### Source passage
Start of Block

At the time in the US, there were still no effective psychoactive drugs available and psychiatric disease posed a particularly significant public health problem. In the late 1930s and early 1940s, there were 477 American psychiatric institutions housing over 400,000 patients and treatment of psychiatric illness was costing $1.5 billion annually [16, 17]. It had been argued that more widespread use of prefrontal leukotomies would save American taxpayer $1 million per day, by relieving the heavy costs of funding the asylums [18]. Within this context of the great burden posed to society by mental illness, Freeman further evolved the procedure and fervently promoted it in a mass-market fashion.

By 1948, Freeman began promoting his own modified surgical technique using a transorbital approach [19]. Before this modification, the prefrontal leukotomies had to be carried out by experienced neurosurgeons under operating room conditions to gain appropriate intracranial access; these were conditions not widely available in the psychiatric institutions. Freeman intended his transorbital leukotomy to be simple and quick enough so that the procedure could be performed in the office-setting by non-surgeons. The modified procedure involved using an icepick-like instrument, known as an orbitoclast, inserted underneath the upper eye-lid but over the eye globe and then driven by a mallet through the orbital roof to a desired distance of 7 cm into the frontal lobe white matter. At that point, the orbitoclast would be swept side to side with a deft wrist movement to complete the lesion before being removed. The need for an anesthetist was also eliminated, as the procedure was performed on the patient in the immediate post-ictal phase after an electroconvulsive treatment [8, 10, 13, 19]. Freeman fervently popularized this procedure, opening up an infamous chapter in the history of psychosurgery in which his technique was so enthusiastically received that psychosurgery was at times abused and indiscriminately applied. Complications arose related to its practice by unqualified practitioners in unsterile conditions using crude instruments with poor anesthesia care and perioperative monitoring. Furthermore, the morbidity and neurologic sequelae from the procedure became more evident over time, patient selection criteria were questioned, and the procedure’s actual efficacy was questioned more criticially.

End of Block

Copy the passage on Freeman's transorbital leukotomy word for word, keeping every citation number and paragraph break.

### Input data

Start of Block

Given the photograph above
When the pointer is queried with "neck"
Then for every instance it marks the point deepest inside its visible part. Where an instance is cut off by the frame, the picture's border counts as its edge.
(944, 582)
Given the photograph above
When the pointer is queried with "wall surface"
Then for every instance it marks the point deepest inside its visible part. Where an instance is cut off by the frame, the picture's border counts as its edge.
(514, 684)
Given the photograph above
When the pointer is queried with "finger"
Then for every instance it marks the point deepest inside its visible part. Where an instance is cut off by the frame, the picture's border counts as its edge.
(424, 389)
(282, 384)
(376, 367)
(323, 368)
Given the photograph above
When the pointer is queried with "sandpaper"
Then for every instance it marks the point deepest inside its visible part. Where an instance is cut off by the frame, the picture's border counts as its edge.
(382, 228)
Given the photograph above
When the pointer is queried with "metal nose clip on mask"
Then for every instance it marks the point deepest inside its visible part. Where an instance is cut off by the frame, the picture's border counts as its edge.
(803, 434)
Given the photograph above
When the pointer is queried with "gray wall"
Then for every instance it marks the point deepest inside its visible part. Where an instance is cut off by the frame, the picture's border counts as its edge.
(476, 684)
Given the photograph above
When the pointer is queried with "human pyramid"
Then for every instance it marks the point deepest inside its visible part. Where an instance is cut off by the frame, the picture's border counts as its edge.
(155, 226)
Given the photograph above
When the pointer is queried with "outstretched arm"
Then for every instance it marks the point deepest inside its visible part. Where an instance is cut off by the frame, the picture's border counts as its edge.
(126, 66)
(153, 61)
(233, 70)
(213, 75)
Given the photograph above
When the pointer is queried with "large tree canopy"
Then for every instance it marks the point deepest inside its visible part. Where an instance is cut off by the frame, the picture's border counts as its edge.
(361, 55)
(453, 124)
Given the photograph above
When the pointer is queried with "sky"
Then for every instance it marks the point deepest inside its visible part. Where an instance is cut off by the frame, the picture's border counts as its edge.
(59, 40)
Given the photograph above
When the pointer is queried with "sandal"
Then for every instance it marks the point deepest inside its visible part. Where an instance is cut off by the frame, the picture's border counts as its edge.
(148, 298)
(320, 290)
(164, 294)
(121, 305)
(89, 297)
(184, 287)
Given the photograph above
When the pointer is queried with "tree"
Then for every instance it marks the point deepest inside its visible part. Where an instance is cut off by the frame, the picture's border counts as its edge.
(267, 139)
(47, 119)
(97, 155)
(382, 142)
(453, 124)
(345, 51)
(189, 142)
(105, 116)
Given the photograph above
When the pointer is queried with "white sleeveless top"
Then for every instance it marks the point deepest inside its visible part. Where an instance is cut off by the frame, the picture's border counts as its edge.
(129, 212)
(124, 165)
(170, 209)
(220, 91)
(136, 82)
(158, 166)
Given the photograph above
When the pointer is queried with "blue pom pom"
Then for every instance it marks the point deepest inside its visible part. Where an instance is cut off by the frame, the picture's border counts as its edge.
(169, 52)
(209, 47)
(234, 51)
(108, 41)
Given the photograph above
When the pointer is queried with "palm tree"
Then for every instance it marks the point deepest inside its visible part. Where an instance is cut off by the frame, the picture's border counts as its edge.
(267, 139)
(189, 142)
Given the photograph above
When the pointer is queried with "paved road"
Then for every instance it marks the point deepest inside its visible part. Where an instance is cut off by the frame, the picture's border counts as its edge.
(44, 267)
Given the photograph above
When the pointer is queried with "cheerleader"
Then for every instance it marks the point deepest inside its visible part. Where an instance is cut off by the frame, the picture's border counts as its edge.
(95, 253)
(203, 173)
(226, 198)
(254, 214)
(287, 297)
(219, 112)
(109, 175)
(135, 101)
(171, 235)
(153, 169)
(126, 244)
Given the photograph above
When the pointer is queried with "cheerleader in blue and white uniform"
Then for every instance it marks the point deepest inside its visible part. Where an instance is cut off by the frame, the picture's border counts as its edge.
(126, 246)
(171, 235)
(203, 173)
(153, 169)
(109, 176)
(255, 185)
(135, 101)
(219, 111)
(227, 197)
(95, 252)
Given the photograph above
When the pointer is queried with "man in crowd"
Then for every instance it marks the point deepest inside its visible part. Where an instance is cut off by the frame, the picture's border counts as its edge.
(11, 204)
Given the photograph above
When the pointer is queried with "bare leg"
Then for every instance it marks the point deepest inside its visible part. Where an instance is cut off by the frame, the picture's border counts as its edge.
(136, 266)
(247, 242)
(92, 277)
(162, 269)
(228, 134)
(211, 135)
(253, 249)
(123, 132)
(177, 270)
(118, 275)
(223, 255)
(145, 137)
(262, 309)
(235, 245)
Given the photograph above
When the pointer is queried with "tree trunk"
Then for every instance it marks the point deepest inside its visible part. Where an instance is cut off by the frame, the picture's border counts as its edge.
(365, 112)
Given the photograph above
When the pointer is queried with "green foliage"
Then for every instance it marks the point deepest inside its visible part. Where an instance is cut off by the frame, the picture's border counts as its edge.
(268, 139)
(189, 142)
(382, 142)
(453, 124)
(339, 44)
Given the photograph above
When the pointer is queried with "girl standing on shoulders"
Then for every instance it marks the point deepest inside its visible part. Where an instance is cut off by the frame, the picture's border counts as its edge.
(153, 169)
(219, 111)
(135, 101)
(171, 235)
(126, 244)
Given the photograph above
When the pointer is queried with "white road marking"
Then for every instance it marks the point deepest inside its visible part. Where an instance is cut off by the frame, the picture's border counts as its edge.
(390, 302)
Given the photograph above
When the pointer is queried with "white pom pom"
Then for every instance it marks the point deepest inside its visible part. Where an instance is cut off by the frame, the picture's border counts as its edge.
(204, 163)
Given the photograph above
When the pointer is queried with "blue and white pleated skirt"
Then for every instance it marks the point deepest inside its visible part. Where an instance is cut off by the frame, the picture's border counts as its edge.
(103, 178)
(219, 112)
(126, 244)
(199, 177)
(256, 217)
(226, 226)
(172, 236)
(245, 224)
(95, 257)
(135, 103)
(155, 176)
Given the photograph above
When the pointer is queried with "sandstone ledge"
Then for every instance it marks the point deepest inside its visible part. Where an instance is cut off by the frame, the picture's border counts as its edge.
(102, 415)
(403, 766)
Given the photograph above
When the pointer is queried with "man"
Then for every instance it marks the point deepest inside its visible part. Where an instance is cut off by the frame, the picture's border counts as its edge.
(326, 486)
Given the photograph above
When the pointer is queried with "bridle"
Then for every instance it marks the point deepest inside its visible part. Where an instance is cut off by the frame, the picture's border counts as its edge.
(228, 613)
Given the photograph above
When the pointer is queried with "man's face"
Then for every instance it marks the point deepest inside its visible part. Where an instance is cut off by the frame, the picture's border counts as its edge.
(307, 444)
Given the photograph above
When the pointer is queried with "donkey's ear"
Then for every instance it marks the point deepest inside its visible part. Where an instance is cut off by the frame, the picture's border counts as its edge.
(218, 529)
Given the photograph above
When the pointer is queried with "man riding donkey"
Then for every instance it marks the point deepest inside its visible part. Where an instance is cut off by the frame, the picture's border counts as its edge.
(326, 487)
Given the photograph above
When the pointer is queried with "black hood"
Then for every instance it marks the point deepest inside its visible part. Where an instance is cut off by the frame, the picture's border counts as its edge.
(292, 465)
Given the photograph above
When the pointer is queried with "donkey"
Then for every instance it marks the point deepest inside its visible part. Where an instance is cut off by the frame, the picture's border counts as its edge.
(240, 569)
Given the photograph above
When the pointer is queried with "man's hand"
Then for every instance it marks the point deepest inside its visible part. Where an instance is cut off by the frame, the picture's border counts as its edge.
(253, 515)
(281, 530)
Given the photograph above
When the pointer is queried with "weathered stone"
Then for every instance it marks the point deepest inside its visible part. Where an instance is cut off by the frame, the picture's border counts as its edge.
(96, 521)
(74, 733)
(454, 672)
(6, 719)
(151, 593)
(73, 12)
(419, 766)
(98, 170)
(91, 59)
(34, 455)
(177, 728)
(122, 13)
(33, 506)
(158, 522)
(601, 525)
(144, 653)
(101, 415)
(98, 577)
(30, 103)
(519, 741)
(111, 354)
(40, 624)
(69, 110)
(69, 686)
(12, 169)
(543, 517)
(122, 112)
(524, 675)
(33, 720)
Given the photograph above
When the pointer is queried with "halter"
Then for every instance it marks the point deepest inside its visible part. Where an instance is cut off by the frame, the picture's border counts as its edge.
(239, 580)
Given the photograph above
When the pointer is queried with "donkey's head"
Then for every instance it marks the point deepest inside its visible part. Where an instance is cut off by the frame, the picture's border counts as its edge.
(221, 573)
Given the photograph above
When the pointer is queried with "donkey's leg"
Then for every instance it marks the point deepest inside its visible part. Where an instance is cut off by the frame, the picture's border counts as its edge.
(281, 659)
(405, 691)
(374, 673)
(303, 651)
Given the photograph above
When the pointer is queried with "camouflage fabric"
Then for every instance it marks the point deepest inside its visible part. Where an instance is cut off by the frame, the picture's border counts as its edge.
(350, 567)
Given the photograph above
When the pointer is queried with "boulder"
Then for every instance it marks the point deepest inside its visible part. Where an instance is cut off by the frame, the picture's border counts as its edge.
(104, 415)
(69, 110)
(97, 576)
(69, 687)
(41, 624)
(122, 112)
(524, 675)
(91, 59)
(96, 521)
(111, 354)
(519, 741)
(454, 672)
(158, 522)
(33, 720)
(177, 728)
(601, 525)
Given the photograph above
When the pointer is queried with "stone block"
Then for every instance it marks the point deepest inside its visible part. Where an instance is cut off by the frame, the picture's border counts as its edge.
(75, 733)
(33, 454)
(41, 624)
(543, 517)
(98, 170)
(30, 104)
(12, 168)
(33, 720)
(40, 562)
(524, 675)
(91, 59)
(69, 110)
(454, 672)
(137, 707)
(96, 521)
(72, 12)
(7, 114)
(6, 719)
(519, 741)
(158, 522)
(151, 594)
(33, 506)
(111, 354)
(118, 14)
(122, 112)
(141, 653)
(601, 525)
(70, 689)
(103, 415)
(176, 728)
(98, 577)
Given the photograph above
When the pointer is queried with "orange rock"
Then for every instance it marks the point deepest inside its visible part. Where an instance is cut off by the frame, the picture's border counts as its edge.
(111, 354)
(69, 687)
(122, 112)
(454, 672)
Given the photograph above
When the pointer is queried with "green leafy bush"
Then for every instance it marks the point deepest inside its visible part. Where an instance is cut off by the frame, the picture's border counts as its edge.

End of Block

### Answer below
At the time in the US, there were still no effective psychoactive drugs available and psychiatric disease posed a particularly significant public health problem. In the late 1930s and early 1940s, there were 477 American psychiatric institutions housing over 400,000 patients and treatment of psychiatric illness was costing $1.5 billion annually [16, 17]. It had been argued that more widespread use of prefrontal leukotomies would save American taxpayer $1 million per day, by relieving the heavy costs of funding the asylums [18]. Within this context of the great burden posed to society by mental illness, Freeman further evolved the procedure and fervently promoted it in a mass-market fashion.

By 1948, Freeman began promoting his own modified surgical technique using a transorbital approach [19]. Before this modification, the prefrontal leukotomies had to be carried out by experienced neurosurgeons under operating room conditions to gain appropriate intracranial access; these were conditions not widely available in the psychiatric institutions. Freeman intended his transorbital leukotomy to be simple and quick enough so that the procedure could be performed in the office-setting by non-surgeons. The modified procedure involved using an icepick-like instrument, known as an orbitoclast, inserted underneath the upper eye-lid but over the eye globe and then driven by a mallet through the orbital roof to a desired distance of 7 cm into the frontal lobe white matter. At that point, the orbitoclast would be swept side to side with a deft wrist movement to complete the lesion before being removed. The need for an anesthetist was also eliminated, as the procedure was performed on the patient in the immediate post-ictal phase after an electroconvulsive treatment [8, 10, 13, 19]. Freeman fervently popularized this procedure, opening up an infamous chapter in the history of psychosurgery in which his technique was so enthusiastically received that psychosurgery was at times abused and indiscriminately applied. Complications arose related to its practice by unqualified practitioners in unsterile conditions using crude instruments with poor anesthesia care and perioperative monitoring. Furthermore, the morbidity and neurologic sequelae from the procedure became more evident over time, patient selection criteria were questioned, and the procedure’s actual efficacy was questioned more criticially.